RECORD EXTRACTS =
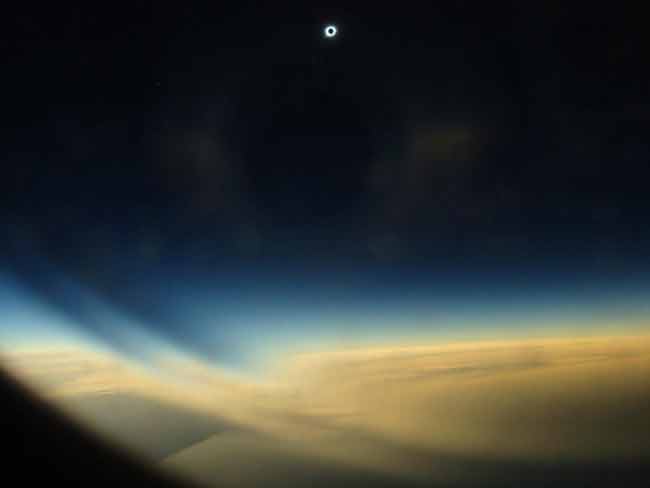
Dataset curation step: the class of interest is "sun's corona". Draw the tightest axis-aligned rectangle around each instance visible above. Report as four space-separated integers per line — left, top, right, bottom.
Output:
324 24 338 38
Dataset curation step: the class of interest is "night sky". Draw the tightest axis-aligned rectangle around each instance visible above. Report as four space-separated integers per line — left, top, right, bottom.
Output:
3 2 650 370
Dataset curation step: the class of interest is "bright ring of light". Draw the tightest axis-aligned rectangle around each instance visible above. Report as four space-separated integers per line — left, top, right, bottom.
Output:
324 25 337 38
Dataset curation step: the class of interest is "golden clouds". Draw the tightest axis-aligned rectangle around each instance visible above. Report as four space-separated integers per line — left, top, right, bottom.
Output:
3 334 650 487
278 336 650 460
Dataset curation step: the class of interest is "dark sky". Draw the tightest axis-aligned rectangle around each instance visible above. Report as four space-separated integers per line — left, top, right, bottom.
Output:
4 1 650 262
2 2 650 366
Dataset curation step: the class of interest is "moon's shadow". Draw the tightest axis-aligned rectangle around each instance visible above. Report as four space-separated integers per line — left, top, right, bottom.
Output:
225 43 399 225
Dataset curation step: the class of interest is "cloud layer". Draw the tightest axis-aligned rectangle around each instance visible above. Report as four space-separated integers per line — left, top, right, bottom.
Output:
3 333 650 487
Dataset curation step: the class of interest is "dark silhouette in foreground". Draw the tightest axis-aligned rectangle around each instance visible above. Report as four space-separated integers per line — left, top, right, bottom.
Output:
0 367 192 488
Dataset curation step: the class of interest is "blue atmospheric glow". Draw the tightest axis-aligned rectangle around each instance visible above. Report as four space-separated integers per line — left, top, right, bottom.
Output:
0 273 84 347
3 261 650 373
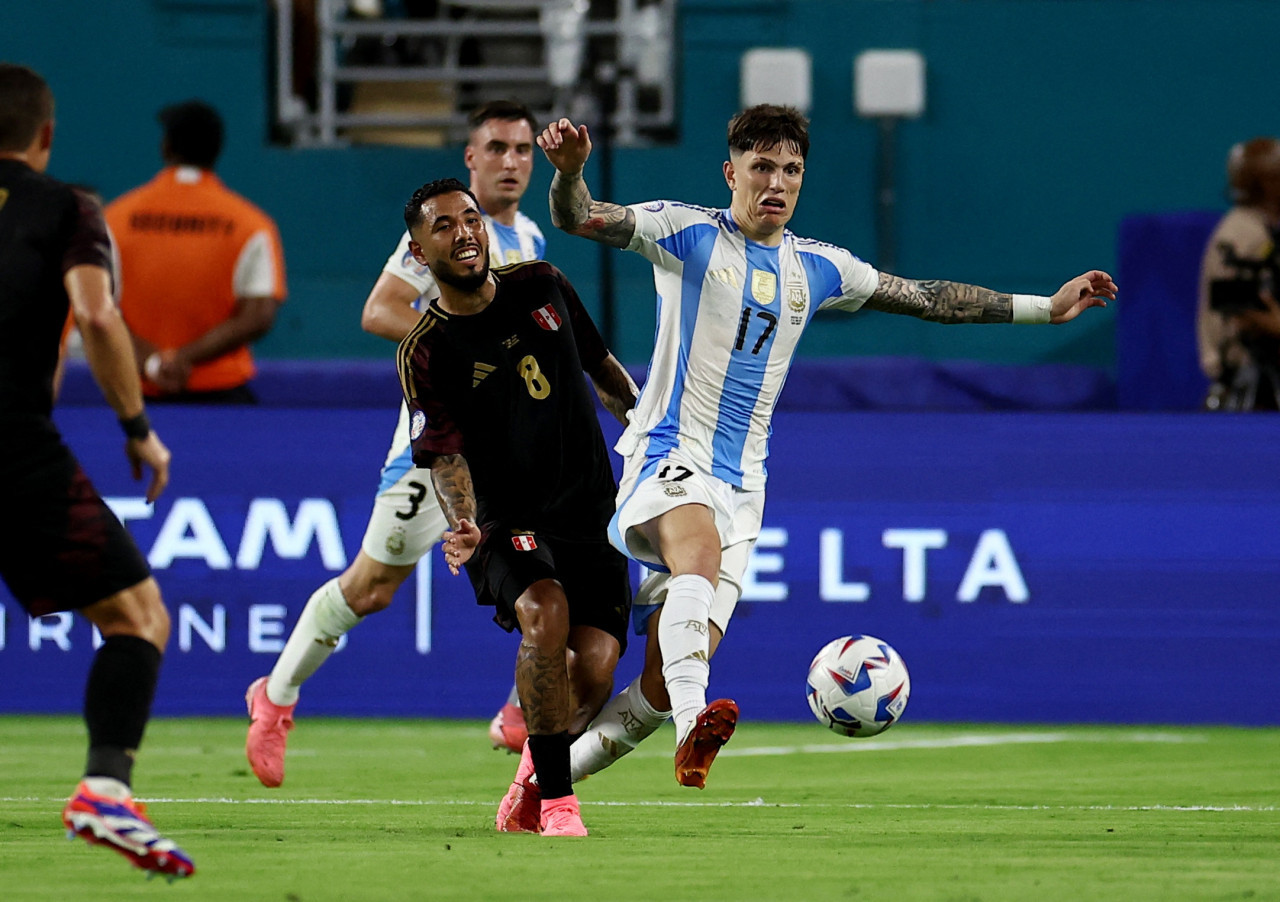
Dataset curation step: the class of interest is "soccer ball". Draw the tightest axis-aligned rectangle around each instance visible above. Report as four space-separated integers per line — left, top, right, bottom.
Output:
805 635 910 737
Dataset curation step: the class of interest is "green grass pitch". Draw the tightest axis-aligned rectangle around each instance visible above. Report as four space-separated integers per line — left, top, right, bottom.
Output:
1 716 1276 901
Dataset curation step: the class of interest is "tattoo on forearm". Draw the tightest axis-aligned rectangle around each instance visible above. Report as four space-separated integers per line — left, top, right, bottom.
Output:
549 172 635 247
866 273 1013 323
429 454 476 528
516 638 569 733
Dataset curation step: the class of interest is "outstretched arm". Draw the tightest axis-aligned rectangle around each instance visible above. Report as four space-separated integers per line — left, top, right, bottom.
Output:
588 352 639 425
538 118 636 247
864 270 1115 324
429 453 480 575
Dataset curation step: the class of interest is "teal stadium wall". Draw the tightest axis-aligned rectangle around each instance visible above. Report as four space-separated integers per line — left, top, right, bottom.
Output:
1 0 1272 369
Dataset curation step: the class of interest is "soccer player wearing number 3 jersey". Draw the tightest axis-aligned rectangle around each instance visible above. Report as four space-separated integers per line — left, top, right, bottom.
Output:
529 103 1117 797
396 179 638 836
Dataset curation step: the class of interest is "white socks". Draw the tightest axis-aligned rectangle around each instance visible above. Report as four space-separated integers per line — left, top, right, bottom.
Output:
569 676 671 782
658 573 715 746
83 776 130 800
266 578 361 706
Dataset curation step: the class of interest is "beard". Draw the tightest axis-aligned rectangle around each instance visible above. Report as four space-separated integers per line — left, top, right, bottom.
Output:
432 250 491 292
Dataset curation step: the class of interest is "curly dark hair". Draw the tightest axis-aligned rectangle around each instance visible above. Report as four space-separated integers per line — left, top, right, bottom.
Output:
403 177 480 231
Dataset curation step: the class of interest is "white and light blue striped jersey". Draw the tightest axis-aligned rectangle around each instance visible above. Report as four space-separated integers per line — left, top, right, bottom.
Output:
376 209 545 493
618 201 879 491
380 210 546 311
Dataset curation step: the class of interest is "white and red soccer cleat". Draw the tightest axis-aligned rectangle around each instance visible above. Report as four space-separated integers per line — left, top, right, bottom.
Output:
245 676 295 788
539 794 588 837
674 698 739 789
495 739 541 833
63 781 195 880
488 701 528 754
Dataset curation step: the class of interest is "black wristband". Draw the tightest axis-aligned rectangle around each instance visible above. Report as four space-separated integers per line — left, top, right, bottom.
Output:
119 411 151 441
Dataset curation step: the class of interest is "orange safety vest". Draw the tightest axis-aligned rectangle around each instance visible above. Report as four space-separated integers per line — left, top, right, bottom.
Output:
106 167 286 394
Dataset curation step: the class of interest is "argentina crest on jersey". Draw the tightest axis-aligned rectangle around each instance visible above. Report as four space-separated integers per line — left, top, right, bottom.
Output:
785 272 808 325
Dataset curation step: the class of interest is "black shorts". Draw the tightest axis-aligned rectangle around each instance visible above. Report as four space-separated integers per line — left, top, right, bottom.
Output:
465 528 631 651
0 433 151 617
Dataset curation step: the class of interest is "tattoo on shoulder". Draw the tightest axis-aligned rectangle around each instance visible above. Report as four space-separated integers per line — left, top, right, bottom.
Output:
866 273 1012 324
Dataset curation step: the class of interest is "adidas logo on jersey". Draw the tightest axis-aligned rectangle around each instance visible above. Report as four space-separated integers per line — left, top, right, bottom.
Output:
473 362 497 387
708 267 739 288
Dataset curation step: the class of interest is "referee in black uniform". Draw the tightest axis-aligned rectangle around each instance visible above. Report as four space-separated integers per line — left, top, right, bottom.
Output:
0 64 193 879
397 178 637 837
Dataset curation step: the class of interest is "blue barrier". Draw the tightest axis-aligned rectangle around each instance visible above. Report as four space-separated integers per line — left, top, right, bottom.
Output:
1115 210 1220 411
3 406 1278 725
57 356 1116 411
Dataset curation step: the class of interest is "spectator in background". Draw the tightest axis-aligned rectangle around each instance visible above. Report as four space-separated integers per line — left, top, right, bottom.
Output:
1198 137 1280 411
106 100 286 404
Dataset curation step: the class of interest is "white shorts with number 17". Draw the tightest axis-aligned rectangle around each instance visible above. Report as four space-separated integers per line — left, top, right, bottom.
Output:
608 446 764 635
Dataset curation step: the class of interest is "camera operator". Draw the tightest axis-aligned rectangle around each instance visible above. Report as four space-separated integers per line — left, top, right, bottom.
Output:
1198 136 1280 410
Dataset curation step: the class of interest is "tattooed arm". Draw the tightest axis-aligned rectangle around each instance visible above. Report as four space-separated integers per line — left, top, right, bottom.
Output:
538 117 636 247
864 270 1117 325
588 352 639 425
864 273 1013 323
429 453 480 574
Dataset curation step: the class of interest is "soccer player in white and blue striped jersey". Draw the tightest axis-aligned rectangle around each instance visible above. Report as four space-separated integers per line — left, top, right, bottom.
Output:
536 104 1117 791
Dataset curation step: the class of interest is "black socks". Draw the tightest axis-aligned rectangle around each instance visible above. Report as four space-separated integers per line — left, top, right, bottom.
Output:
83 634 162 786
527 731 572 799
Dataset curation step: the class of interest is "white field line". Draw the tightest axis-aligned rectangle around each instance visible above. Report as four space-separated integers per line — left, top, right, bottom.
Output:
2 796 1273 812
121 729 1206 759
7 731 1256 811
704 730 1207 759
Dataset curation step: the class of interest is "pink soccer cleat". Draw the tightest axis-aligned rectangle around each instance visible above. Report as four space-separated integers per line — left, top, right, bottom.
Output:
488 701 528 754
495 739 541 833
539 794 588 837
674 698 739 789
245 676 295 788
62 781 195 880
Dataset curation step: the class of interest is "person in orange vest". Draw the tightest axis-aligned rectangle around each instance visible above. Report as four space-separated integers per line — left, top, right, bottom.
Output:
107 100 286 403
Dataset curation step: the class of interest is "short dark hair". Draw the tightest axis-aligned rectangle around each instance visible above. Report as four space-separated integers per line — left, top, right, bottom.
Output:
727 104 810 160
159 99 224 168
467 99 538 140
404 178 480 231
0 63 53 153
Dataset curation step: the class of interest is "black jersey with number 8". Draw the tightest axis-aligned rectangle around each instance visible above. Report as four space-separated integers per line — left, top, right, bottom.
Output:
397 261 617 539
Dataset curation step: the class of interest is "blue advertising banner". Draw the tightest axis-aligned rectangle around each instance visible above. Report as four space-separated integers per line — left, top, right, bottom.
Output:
3 406 1278 725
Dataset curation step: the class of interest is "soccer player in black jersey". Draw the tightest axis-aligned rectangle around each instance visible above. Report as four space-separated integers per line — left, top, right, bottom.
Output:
397 178 637 836
0 64 194 879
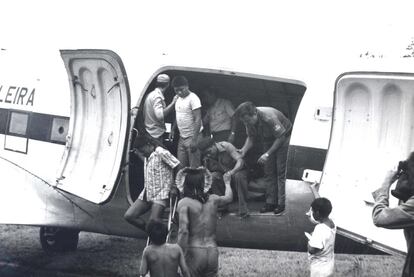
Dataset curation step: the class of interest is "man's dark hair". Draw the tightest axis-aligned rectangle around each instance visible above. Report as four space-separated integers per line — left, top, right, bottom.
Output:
183 168 208 203
197 136 214 152
234 101 257 119
311 197 332 219
146 220 168 245
133 134 161 150
392 151 414 202
172 76 189 87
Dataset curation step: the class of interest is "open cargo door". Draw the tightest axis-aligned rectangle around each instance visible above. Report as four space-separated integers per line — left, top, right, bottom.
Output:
57 50 130 204
319 72 414 255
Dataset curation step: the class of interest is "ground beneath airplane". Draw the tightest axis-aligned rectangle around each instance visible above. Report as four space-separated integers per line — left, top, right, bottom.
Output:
0 225 404 276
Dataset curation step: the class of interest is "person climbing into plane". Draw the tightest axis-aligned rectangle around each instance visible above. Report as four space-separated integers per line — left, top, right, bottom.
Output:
124 134 180 231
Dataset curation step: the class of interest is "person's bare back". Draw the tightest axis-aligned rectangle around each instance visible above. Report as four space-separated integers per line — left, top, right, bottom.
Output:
176 168 233 276
140 243 187 277
139 220 190 277
177 195 222 248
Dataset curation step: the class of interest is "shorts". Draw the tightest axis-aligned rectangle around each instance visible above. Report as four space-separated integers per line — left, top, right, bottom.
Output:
138 189 167 207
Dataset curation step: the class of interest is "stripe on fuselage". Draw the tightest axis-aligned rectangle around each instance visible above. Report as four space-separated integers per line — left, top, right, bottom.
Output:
0 108 69 145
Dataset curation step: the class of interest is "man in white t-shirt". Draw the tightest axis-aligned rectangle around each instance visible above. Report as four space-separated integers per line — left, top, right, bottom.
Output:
170 76 202 168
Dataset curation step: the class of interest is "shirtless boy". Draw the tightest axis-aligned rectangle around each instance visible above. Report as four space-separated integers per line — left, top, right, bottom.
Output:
139 220 190 277
177 168 233 277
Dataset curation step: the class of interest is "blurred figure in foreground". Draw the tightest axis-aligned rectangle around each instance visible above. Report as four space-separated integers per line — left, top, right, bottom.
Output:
372 152 414 277
139 220 190 277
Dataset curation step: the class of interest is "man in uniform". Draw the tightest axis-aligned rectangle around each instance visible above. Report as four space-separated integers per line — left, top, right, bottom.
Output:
234 101 291 215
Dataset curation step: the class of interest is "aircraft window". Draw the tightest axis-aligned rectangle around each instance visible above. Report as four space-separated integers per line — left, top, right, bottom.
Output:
5 111 29 153
8 112 28 136
50 117 69 143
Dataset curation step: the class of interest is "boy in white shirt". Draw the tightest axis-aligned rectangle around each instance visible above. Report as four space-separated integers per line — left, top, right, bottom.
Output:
305 197 336 277
170 76 202 168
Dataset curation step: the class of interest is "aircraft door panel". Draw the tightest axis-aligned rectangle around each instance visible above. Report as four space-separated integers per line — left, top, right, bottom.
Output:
319 72 414 255
58 50 130 204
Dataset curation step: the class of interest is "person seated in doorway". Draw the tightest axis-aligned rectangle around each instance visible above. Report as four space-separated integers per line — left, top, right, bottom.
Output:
197 136 250 218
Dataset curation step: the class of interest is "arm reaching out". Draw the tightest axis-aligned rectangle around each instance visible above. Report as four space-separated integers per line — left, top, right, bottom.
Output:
372 170 414 229
215 172 233 207
239 135 253 157
163 95 178 117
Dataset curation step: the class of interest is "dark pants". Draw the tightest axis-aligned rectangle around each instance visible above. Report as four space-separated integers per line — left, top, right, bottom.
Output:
262 141 289 208
211 130 231 142
177 136 201 168
234 170 249 214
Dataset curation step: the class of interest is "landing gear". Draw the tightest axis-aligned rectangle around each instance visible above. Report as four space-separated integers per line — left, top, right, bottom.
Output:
39 227 79 252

WHAT IS NEEDED = Collect, from the material above, every line containing the word "number".

ANSWER TO THE EXERCISE =
Dataset curation step: the class of interest is "soccer player wearing number 3 jersey". Draw the tightest axis-aligned rectangle around each instance visible above. Report as four space-separated integers per line — left, top, right, bottom.
Dataset curation step: the class of interest is "white shorts with number 17". Draw the tightest axis-aligned rectangle around each instance visible above. Report as four space-separated integers per line — left, top, right, bottom.
Dataset curation step: the class of interest is "black jersey with number 8". Draw the tightest axis-aligned rectangle around each instance visible above. Report as four space-separated integers per line — left, top, right, bottom.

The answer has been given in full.